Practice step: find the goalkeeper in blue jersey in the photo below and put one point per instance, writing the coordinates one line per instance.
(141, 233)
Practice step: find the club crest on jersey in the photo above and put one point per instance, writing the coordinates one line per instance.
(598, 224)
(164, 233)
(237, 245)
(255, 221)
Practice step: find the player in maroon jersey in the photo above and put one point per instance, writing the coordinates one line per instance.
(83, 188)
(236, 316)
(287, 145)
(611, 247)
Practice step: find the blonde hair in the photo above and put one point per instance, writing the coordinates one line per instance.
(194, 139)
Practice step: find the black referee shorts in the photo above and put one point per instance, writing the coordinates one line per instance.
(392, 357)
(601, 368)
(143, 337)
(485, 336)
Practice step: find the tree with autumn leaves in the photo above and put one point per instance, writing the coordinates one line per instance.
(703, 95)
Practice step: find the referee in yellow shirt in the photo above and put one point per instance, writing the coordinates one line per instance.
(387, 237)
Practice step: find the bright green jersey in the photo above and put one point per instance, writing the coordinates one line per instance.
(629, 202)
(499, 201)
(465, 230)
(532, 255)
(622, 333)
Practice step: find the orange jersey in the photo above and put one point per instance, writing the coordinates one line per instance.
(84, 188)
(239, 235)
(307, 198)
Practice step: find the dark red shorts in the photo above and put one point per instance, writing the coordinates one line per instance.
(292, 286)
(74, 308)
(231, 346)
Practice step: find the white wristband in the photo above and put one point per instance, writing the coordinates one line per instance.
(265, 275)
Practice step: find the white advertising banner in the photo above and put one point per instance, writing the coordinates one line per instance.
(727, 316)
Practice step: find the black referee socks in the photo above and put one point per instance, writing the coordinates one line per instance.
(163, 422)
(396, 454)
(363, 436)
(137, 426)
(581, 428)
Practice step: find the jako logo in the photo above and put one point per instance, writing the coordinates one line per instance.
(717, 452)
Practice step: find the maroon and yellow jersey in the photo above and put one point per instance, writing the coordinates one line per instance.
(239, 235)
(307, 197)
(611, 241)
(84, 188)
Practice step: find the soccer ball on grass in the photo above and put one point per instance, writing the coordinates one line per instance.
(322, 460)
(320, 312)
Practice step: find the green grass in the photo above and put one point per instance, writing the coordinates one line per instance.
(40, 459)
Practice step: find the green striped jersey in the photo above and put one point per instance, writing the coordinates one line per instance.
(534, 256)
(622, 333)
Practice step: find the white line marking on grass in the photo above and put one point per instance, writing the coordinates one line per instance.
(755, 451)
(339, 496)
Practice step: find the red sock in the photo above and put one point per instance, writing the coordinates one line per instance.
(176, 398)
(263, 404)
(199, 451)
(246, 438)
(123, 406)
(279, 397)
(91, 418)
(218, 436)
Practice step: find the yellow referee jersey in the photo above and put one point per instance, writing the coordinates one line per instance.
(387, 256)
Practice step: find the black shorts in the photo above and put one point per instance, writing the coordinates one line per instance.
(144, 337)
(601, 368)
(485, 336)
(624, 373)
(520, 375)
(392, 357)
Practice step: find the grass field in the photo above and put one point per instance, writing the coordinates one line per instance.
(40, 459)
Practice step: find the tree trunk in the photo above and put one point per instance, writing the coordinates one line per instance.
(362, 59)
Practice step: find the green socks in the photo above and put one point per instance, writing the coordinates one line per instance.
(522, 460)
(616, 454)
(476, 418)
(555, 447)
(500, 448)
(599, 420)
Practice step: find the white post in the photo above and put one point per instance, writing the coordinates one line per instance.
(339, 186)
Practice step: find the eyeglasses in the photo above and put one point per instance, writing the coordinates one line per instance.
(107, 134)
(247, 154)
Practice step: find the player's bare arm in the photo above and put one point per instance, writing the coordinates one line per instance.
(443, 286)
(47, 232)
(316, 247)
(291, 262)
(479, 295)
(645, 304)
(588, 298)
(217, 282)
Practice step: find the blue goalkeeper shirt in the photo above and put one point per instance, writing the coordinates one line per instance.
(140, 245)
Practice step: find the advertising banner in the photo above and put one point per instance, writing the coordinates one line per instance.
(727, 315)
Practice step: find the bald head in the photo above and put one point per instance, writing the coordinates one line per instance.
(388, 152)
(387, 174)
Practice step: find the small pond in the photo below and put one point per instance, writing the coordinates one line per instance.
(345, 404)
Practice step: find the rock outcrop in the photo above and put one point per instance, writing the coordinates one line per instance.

+++

- Work to complete: Reproduce every entry shown above, precisely as it stands.

- In response:
Practice step: find the goalkeeper in blue jersey in the photo below and put one point per instance, writing the coordinates one line per instance.
(141, 233)
Practice step: find the club crest on jersey in the photo above and put one point per instance, writing the coordinates one line per instance.
(598, 224)
(164, 233)
(237, 245)
(255, 221)
Practice step: find the player in maroon jersey in the photo above and put one point per instance, writing the coordinates one line per instance.
(83, 188)
(236, 316)
(287, 145)
(611, 247)
Practice step: find the blonde hair in the photo above and put one point per instance, writing the coordinates one line per instance.
(194, 139)
Practice step: find the black referee shorts in the photo above and put one point per instance, writing the coordinates one line per instance.
(392, 357)
(601, 368)
(143, 337)
(485, 336)
Practice step: find the tree with autumn leaves in the photo above and put one point per instance, writing the coordinates one line per instance.
(703, 95)
Practice step: find the referee in yellow shirt in the photo above and put one point per instance, writing the coordinates one line per instance.
(387, 237)
Practice step: find the bright green jersey in the photo above and put one point per instance, writing the coordinates one line per instance.
(629, 202)
(499, 201)
(465, 230)
(532, 255)
(622, 333)
Practice step: find the orange jersey in the photo above and put one point per instance, writing the coordinates one line per instance.
(84, 188)
(239, 235)
(307, 198)
Practice step: find the dark red shorts in the photo above and put one point per instance, writing the coordinates one line per instance.
(292, 286)
(74, 308)
(231, 346)
Practice step: find the white wristband in the photo above and put one point per instance, writing the coordinates one line per instance.
(265, 275)
Practice step: find the white advertising banner in the photo above and put one point per instance, writing the coordinates one line per instance.
(727, 316)
Practice step: find the black referee socks in the photo above and put one point per instance, writing the coordinates one line per instance.
(163, 422)
(396, 454)
(363, 436)
(137, 426)
(581, 428)
Practice step: find the jako logo in the photo above and put one point per instance, writing the coordinates one line per instance.
(717, 452)
Practice step: find the maroon and yellow jersey in the photo above and put one point per instance, writing the coordinates one line per instance.
(239, 235)
(307, 197)
(611, 241)
(84, 188)
Practice step: find the soccer ball on grass in the photo above and put one point per instance, writing the coordinates one line per instance.
(322, 460)
(320, 312)
Practice step: find the green grass in the photo above and put one point per instance, writing the coordinates one line per instance.
(40, 459)
Practice step: find the green striped jersey in the photo above and put one point per instance, writing the coordinates one line per instance.
(534, 256)
(622, 333)
Practice step: find the white line marking on grass in the photo above and put one point per instance, writing the coordinates one line per instance.
(755, 451)
(339, 496)
Practice step: find the red sock in the photo above and put one point per instance, writing the coordinates one line per instance.
(176, 398)
(263, 404)
(199, 451)
(246, 438)
(123, 406)
(279, 397)
(91, 418)
(218, 436)
Practice step: find the yellow referee jersey in the photo above and put one point per instance, writing the coordinates one line per instance.
(387, 256)
Practice step: find the black shorts in the photo above and put one point per instance, writing the coordinates one line per instance.
(144, 337)
(601, 368)
(485, 336)
(624, 373)
(520, 375)
(392, 357)
Practice step: find the grass field in the photo above and put one point per instance, writing the coordinates one line per instance.
(40, 459)
Practice step: find the tree trunk in the photo above and put one point per instance, writing the coordinates one line per instance.
(362, 59)
Practice step: find the green socks in the photo above and put one point per instance, writing the coordinates one line per instance.
(522, 460)
(616, 454)
(476, 418)
(555, 447)
(500, 448)
(599, 420)
Practice step: find the white post in the photo above and put one point per instance, writing the coordinates one line per instance.
(339, 186)
Practice step: find the eyeglasses in the photo above and put one point per instance, writing the coordinates one line per instance.
(107, 134)
(247, 154)
Practice step: find the player's bare arm in the photo above and put one point per instance, writing the coordinates one line per instance.
(443, 286)
(47, 232)
(316, 247)
(291, 262)
(479, 295)
(645, 304)
(588, 298)
(217, 282)
Practice step: find the blue goalkeeper shirt in the photo above and put one point per instance, writing the coordinates one line per instance.
(140, 245)
Practice step: find the advertising banner in the photo above and put one point per instance, writing the coordinates one line per instance.
(727, 315)
Practice step: find the bald head in the photo above and put one point per instance, writing the coordinates one line per instance.
(388, 152)
(387, 174)
Practice step: find the small pond in the photo below and put one point per instance, writing the coordinates one line per instance.
(345, 404)
Practice step: find the rock outcrop in the photo above and put one point per instance, writing the coordinates one line per instance.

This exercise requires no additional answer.